Segment Start: Extracted text
In June I wrote a post about returning to work — whether companies should stay remote, hybrid or HQ based. This was against a background of tailing COVID-19 numbers, when it looked like life would (or could) be back to normal for the foreseeable future. We, and many others, calendared in-person events — and even got to enjoy a few!
With numbers now increasing — even in Chicago, a highly vaxxed geo — we recognized a few weeks ago that our in-person annual meeting in September might have some headwinds. Unlike during COVID’s original onset in 2020 when most Chicagoans became cautious quickly, it was unclear to us how others felt about this onset. We serve our investors and our entrepreneurs, who would attend, and we wanted to know how they felt. So we did a survey, and it turns out there was overwhelming consensus that we should revert to virtual. Survey results below.
Now it could just be that our annual meetings are boring and that people would rather get the info dished out quickly via Zoom. Let’s assume not. In years past, we’ve had both good attendance and feedback, and we had a lot of registrations running up to this live event... before COVID resurged.
Segment End: Extracted text
**Apply what you read:**
• a. In the annual meeting post, what did the survey of investors and entrepreneurs show?
• b. Rewrite the passage of the annual meeting post that begins with "With numbers now" and ends after "before COVID resurged.", swapping "Zoom" for "video call".
• c. Extend the annual meeting post, picking up after its final sentence.
Segment Start: Recorded data
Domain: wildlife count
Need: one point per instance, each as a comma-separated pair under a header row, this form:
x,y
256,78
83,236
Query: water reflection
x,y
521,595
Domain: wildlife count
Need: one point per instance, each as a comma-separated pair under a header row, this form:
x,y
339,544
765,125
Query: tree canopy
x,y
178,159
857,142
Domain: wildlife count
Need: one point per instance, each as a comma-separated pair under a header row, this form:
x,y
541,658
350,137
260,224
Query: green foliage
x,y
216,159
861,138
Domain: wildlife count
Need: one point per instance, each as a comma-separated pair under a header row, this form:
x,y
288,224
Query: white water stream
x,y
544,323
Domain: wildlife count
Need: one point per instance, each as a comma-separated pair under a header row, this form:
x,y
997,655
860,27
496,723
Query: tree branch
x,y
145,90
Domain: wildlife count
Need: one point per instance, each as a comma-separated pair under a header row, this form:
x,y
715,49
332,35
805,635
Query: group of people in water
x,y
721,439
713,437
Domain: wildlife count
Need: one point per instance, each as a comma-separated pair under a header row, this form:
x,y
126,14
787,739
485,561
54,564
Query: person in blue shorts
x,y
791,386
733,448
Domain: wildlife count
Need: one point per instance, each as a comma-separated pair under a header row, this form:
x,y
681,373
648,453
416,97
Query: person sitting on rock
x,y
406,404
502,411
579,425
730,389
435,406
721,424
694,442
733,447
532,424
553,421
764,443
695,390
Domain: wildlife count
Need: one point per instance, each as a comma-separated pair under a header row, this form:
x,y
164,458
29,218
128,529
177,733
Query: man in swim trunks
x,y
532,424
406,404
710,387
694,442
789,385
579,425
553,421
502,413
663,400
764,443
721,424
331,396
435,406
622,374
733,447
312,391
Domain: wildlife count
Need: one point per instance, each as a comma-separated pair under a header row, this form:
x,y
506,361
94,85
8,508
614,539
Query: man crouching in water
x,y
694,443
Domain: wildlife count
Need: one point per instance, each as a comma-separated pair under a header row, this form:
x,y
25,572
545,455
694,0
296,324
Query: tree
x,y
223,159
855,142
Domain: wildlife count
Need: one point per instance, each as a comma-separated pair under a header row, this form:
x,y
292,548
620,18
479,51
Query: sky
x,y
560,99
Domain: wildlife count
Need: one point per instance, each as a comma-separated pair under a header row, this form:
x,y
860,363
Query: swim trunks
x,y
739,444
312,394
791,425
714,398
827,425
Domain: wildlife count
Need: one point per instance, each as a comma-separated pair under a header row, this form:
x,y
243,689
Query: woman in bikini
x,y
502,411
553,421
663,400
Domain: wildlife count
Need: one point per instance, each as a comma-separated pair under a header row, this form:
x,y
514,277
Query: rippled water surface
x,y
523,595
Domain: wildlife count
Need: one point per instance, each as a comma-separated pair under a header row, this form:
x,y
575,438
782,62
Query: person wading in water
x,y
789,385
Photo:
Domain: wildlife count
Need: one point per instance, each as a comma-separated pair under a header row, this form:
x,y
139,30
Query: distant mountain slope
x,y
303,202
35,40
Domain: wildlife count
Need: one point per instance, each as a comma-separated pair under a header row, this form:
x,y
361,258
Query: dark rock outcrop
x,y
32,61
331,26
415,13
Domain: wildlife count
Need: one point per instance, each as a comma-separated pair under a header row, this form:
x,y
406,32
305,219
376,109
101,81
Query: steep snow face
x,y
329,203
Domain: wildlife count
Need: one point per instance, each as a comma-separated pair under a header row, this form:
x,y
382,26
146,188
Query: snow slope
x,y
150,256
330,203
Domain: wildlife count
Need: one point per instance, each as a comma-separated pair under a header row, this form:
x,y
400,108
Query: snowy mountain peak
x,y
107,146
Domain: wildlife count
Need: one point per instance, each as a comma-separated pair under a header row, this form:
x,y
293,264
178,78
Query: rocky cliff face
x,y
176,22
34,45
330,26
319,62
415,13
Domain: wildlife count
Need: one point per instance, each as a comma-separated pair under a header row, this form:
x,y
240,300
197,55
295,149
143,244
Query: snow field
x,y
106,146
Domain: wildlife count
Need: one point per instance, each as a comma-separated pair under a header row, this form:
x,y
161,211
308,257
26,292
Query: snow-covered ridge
Segment End: Recorded data
**Numbered answers:**
• a. There was overwhelming consensus that the meeting should revert to virtual.

• b.
With numbers now increasing — even in Chicago, a highly vaxxed geo — we recognized a few weeks ago that our in-person annual meeting in September might have some headwinds. Unlike during COVID’s original onset in 2020 when most Chicagoans became cautious quickly, it was unclear to us how others felt about this onset. We serve our investors and our entrepreneurs, who would attend, and we wanted to know how they felt. So we did a survey, and it turns out there was overwhelming consensus that we should revert to virtual. Survey results below.
Now it could just be that our annual meetings are boring and that people would rather get the info dished out quickly via video call. Let’s assume not. In years past, we’ve had both good attendance and feedback, and we had a lot of registrations running up to this live event... before COVID resurged.

• c.
I’m sharing these numbers because I see a slate of live events calendared for the next few months, and these data shed some light. Since this survey, Chicago has implemented an indoor mask mandate again, so a fully “normal” event isn’t possible anyway. We are truly back to not normal.
Bonus/pro-tip: For our virtual annual meeting, we will be recording our “presentation” in advance so that people can listen (and watch) when convenient for them. For the live Zoom event we’re going over abbreviated highlights from that longer presentation, Q&A and then hearing from several of our entrepreneurs. Point being, the most interesting parts are saved for the live event while reporting/updating/info sharing is done asynchronously. We’ve seen this being used for virtual board meetings more and more. It's efficient and allows for shorter but more rich synchronous programming.